Task description:
Exact repetition of the data is the whole task.
┄┄┄┄┄┄
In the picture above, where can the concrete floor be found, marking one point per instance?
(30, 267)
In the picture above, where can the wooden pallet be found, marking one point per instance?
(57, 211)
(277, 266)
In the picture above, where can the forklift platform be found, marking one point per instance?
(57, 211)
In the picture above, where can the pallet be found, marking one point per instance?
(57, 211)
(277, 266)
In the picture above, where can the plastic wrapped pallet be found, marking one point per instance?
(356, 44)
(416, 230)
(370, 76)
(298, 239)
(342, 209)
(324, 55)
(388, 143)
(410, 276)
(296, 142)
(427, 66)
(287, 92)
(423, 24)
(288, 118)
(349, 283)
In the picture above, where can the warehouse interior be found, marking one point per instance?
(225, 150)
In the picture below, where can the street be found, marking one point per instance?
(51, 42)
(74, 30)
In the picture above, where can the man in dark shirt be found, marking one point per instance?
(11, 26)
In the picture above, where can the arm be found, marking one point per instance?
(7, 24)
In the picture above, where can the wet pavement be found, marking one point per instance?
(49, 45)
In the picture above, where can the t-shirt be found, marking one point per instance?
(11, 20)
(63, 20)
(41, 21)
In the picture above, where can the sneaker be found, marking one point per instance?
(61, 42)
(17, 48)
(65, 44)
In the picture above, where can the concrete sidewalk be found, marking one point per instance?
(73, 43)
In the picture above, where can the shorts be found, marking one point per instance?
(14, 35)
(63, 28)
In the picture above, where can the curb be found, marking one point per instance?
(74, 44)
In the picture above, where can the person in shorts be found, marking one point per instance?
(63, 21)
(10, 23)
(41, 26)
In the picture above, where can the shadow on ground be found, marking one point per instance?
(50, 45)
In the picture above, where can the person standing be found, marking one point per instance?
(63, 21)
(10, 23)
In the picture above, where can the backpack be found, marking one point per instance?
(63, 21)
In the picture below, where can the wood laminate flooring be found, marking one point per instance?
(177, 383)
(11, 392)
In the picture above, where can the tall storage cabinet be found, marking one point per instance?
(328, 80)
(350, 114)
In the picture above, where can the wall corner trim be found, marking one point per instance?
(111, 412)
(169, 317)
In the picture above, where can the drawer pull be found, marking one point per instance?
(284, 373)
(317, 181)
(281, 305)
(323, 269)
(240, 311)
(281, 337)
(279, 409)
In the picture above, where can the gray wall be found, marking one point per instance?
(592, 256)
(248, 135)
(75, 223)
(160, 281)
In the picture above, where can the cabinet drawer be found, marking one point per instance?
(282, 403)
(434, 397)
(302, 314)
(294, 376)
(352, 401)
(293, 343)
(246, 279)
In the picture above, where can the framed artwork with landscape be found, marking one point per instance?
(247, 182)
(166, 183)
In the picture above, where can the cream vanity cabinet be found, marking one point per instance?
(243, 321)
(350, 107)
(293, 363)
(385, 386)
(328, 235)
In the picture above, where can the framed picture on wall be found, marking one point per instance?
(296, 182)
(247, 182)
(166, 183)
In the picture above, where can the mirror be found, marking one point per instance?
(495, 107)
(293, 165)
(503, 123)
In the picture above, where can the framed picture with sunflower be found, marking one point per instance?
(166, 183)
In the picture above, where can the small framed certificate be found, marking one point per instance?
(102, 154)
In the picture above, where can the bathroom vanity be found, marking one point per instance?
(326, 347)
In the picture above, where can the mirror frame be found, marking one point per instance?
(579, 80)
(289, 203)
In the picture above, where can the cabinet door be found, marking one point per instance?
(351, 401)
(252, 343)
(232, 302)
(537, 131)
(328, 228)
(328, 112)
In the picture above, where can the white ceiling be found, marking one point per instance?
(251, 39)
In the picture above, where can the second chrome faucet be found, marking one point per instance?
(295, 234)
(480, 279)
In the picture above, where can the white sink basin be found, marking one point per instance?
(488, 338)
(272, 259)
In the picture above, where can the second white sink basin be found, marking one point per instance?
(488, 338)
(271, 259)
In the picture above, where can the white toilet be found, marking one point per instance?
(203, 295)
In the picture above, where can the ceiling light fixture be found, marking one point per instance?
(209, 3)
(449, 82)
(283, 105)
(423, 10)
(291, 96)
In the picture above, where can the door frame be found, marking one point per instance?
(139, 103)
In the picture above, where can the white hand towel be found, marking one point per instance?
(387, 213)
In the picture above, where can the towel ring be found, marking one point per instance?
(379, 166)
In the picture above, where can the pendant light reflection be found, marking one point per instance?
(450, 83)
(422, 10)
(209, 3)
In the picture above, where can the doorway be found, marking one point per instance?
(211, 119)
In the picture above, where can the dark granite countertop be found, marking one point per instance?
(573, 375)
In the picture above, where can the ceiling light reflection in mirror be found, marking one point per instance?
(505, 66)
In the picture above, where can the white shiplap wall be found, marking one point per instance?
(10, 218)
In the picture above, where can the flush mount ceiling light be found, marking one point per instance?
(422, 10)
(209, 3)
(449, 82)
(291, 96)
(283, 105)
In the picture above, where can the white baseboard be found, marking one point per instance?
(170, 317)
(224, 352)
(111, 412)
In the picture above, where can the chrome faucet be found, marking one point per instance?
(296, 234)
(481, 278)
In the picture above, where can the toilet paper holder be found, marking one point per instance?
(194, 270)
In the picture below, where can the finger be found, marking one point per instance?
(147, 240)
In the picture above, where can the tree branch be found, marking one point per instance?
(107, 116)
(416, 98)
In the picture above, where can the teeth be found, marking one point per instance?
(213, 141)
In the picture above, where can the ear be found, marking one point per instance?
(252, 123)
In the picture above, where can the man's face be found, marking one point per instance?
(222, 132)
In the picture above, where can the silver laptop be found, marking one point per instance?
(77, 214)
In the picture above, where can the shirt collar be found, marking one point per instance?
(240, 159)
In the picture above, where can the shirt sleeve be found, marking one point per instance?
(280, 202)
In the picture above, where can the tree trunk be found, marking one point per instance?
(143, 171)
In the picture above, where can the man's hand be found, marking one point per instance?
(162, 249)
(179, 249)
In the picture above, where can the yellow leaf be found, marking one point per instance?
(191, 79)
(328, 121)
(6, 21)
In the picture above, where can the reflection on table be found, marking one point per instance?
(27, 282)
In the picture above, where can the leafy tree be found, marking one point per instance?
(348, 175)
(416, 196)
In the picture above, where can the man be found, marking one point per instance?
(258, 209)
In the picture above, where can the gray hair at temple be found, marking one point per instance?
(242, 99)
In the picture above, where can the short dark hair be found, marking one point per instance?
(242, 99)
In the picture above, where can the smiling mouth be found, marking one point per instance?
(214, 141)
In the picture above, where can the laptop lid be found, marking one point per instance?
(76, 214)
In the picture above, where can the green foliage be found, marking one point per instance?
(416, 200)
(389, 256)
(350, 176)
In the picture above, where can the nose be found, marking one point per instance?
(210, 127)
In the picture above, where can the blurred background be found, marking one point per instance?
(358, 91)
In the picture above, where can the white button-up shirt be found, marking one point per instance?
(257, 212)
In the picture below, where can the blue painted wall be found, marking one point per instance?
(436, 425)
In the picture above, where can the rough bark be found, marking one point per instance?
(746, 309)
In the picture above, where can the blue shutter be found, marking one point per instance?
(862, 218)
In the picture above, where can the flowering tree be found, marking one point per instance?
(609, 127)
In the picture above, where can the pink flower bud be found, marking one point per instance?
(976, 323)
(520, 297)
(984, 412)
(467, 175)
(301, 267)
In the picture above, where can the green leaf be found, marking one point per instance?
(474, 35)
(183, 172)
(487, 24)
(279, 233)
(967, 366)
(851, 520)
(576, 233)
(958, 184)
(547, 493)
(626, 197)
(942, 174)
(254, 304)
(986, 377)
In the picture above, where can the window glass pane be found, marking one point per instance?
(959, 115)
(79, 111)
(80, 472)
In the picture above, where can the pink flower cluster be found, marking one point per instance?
┄┄┄┄┄┄
Output for this task:
In the picture above, where can the concrete floor be found, marking one point per instance?
(30, 267)
In the picture above, where can the wooden pallet be found, marking one point per instance?
(57, 211)
(277, 266)
In the picture above, where can the forklift platform be found, marking one point per instance?
(57, 211)
In the picture above, where can the pallet be found, marking one point per instance?
(57, 211)
(277, 266)
In the picture above, where can the plastic wrapped pallet be found, marking one point per instance?
(356, 44)
(416, 230)
(370, 76)
(298, 239)
(342, 209)
(324, 55)
(388, 143)
(410, 276)
(296, 142)
(427, 66)
(287, 92)
(423, 24)
(288, 118)
(349, 283)
In the picture above, where can the warehouse interior be found, marking one point per instance?
(225, 150)
In the picture below, where can the street be found, marking one point per instance?
(51, 42)
(74, 30)
In the picture above, where can the man in dark shirt be found, marking one point per instance?
(11, 26)
In the picture above, where can the arm be found, marking one point per instance?
(7, 24)
In the picture above, where can the wet pavement be found, marking one point per instance?
(49, 45)
In the picture above, where can the t-shirt be found, marking one point per instance?
(11, 20)
(63, 20)
(41, 21)
In the picture above, where can the sneaker be found, marking one point per instance?
(61, 42)
(17, 48)
(65, 44)
In the picture above, where can the concrete sidewalk be found, marking one point per instance?
(73, 43)
In the picture above, where can the shorts be found, marking one point per instance?
(14, 35)
(63, 28)
In the picture above, where can the curb be found, marking one point per instance?
(74, 44)
In the picture above, where can the person in shorts be found, marking one point per instance?
(63, 21)
(10, 23)
(41, 26)
In the picture above, where can the shadow on ground be found, marking one point per instance?
(50, 45)
In the picture above, where can the person standing be found, marking one point per instance?
(63, 21)
(10, 23)
In the picture above, where can the backpack be found, marking one point per instance?
(63, 21)
In the picture below, where can the wood laminate flooring be found, marking one point per instance?
(177, 383)
(11, 392)
In the picture above, where can the tall storage cabinet be found, marking one point per instance?
(328, 80)
(350, 114)
In the picture above, where can the wall corner trim be found, marking one point per instance?
(111, 412)
(169, 317)
In the picture above, where can the drawer pull be found, marking one point per instance?
(284, 373)
(317, 181)
(281, 305)
(323, 269)
(240, 311)
(281, 337)
(279, 409)
In the picture above, where can the gray wall be found, marking one point per instance?
(592, 256)
(248, 135)
(75, 223)
(160, 281)
In the picture above, where can the cabinet drawer be found, marking one point per instance?
(282, 403)
(434, 397)
(302, 314)
(294, 376)
(352, 401)
(293, 343)
(246, 279)
In the picture above, where can the framed artwork with landscape be found, marking one point per instance?
(247, 182)
(166, 183)
In the picture above, where can the cream vanity cabinet be found, marking one point per instance?
(243, 321)
(350, 107)
(293, 363)
(385, 386)
(328, 235)
In the picture above, where can the framed picture on wall be found, marking one point per instance?
(296, 182)
(247, 182)
(166, 183)
In the picture above, where can the mirror be found, marking one point per instance?
(495, 107)
(293, 165)
(503, 123)
In the picture above, where can the framed picture with sunflower be found, marking one point per instance?
(166, 183)
In the picture above, where can the small framed certificate be found, marking one point per instance?
(102, 154)
In the picture above, where can the bathroom vanity be found, marking one point per instance?
(326, 347)
In the picture above, where can the mirror frame be found, marking one point per instance?
(579, 80)
(289, 203)
In the picture above, where can the cabinet door be found, marking one point per instance?
(351, 401)
(252, 343)
(232, 302)
(537, 131)
(328, 228)
(328, 112)
In the picture above, where can the white ceiling be found, marking one point per instance?
(251, 39)
In the picture above, where can the second chrome faucet be found, marking one point per instance?
(295, 234)
(480, 279)
In the picture above, where can the white sink basin be found, marking one point per instance?
(488, 338)
(272, 259)
In the picture above, where can the second white sink basin be found, marking one point per instance?
(488, 338)
(271, 259)
In the picture above, where can the white toilet be found, marking one point per instance?
(203, 295)
In the picture above, where can the ceiling light fixture be found, marking one point per instance?
(209, 3)
(449, 82)
(283, 105)
(423, 10)
(291, 96)
In the picture above, where can the door frame be found, marking one point per instance?
(139, 103)
In the picture above, where can the white hand towel be found, marking one point per instance?
(387, 213)
In the picture above, where can the towel ring be found, marking one point per instance?
(379, 166)
In the picture above, where can the pendant light reflection be found, marking one point per instance?
(450, 83)
(422, 10)
(209, 3)
In the picture above, where can the doorway be found, marking one point per instance?
(211, 119)
In the picture above, where can the dark granite countertop be found, marking one point per instance?
(573, 375)
In the picture above, where can the ceiling light reflection in mirror be found, marking one point per instance?
(505, 66)
In the picture above, where can the white shiplap wall be found, marking one point per instance?
(10, 218)
In the picture above, where can the flush mount ceiling light be found, marking one point per instance?
(422, 10)
(209, 3)
(449, 82)
(291, 96)
(283, 105)
In the picture above, where can the white baseboard be found, marking one point per instance?
(170, 317)
(224, 352)
(111, 412)
In the picture above, where can the chrome faucet be found, marking one point per instance?
(296, 234)
(481, 278)
In the picture above, where can the toilet paper holder be found, marking one point per instance?
(194, 270)
In the picture below, where can the finger be found, marking one point per instance?
(147, 240)
In the picture above, where can the tree branch be found, marking one point per instance?
(107, 116)
(416, 98)
In the picture above, where can the teeth be found, marking one point per instance?
(213, 141)
In the picture above, where can the ear be found, marking one point per instance?
(252, 123)
In the picture above, where can the man's face be found, marking one point per instance?
(222, 132)
In the picture above, where can the silver laptop be found, marking one point per instance?
(77, 214)
In the picture above, where can the shirt collar be found, marking one point per instance?
(240, 159)
In the picture above, where can the shirt sleeve be found, marking one point per instance?
(280, 202)
In the picture above, where can the tree trunk be found, marking one point per instance?
(143, 171)
In the picture above, where can the man's hand be found, marking one point per instance?
(162, 249)
(179, 249)
In the picture above, where can the yellow leaf be found, marking one point per instance?
(191, 79)
(328, 121)
(6, 21)
In the picture above, where can the reflection on table be found, marking one point per instance?
(27, 282)
In the picture above, where can the leafy tree be found, marking one point per instance?
(348, 175)
(416, 196)
In the picture above, where can the man be found, marking one point per instance?
(258, 209)
In the picture above, where can the gray hair at temple be found, marking one point per instance?
(242, 99)
In the picture above, where can the short dark hair be found, marking one point per instance?
(242, 99)
In the picture above, where can the smiling mouth be found, marking one point per instance?
(214, 141)
In the picture above, where can the laptop lid be found, marking one point per instance?
(76, 214)
In the picture above, where can the green foliage be found, marking one point per instance?
(416, 200)
(389, 256)
(350, 176)
In the picture above, where can the nose be found, marking one point per instance?
(210, 127)
In the picture above, where can the blurred background be found, marking one point per instance?
(358, 91)
In the picture above, where can the white button-up shirt be found, marking one point per instance?
(257, 212)
In the picture below, where can the blue painted wall be found, marking one point per instance?
(436, 425)
In the picture above, where can the rough bark be found, marking one point per instance?
(746, 309)
In the picture above, where can the blue shutter be found, marking one point per instance?
(862, 218)
In the picture above, where can the flowering tree be found, marking one point per instance?
(609, 127)
In the picture above, where can the pink flower bud be found, marking one point per instance?
(976, 323)
(520, 297)
(984, 412)
(467, 175)
(301, 267)
In the picture above, where can the green leaf be found, marking one point per instance?
(474, 35)
(183, 172)
(487, 24)
(279, 233)
(967, 366)
(851, 520)
(576, 233)
(958, 184)
(547, 493)
(626, 197)
(942, 174)
(254, 304)
(986, 377)
In the picture above, where can the window glass pane be found, marking one point per instance?
(959, 115)
(79, 111)
(80, 472)
In the picture above, where can the pink flower cluster be found, marking one point per instance?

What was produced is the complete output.